*Given records*:
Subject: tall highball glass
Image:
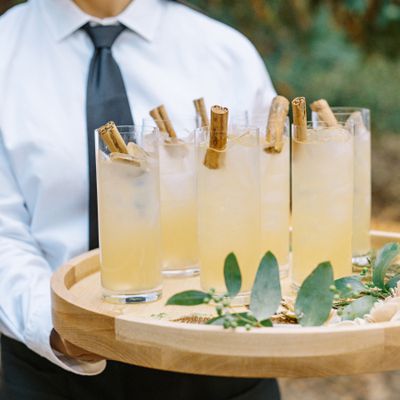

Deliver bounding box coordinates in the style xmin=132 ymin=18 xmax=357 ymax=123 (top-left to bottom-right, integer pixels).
xmin=96 ymin=126 xmax=162 ymax=303
xmin=251 ymin=114 xmax=290 ymax=278
xmin=196 ymin=127 xmax=261 ymax=303
xmin=292 ymin=123 xmax=353 ymax=286
xmin=144 ymin=116 xmax=200 ymax=277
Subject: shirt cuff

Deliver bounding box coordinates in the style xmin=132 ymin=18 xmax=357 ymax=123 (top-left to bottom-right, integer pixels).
xmin=24 ymin=281 xmax=107 ymax=376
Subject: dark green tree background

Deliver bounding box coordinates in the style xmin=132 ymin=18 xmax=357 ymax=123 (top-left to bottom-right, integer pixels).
xmin=191 ymin=0 xmax=400 ymax=133
xmin=0 ymin=0 xmax=400 ymax=134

*Given request*: Can you render all of the data above as a numbered list, one line per item, with blank lines dropped and the pictures left out?

*Reply*:
1. Subject: tall highball glass
2. Image:
3. Deliver bounding box coordinates in the style xmin=132 ymin=18 xmax=357 ymax=123 (top-left to bottom-right, integer pixels).
4. xmin=96 ymin=126 xmax=162 ymax=303
5. xmin=251 ymin=114 xmax=290 ymax=278
6. xmin=196 ymin=127 xmax=261 ymax=303
7. xmin=292 ymin=123 xmax=353 ymax=286
8. xmin=144 ymin=116 xmax=200 ymax=277
9. Subject: shirt cuff
10. Deliver bounding box coordinates in the style xmin=132 ymin=18 xmax=357 ymax=123 (top-left to bottom-right, integer pixels).
11. xmin=24 ymin=281 xmax=107 ymax=376
12. Subject: dark green tree background
13. Deliver bounding box coordinates in the style xmin=132 ymin=18 xmax=357 ymax=123 (top-left to bottom-right, integer pixels).
14. xmin=191 ymin=0 xmax=400 ymax=133
15. xmin=0 ymin=0 xmax=400 ymax=134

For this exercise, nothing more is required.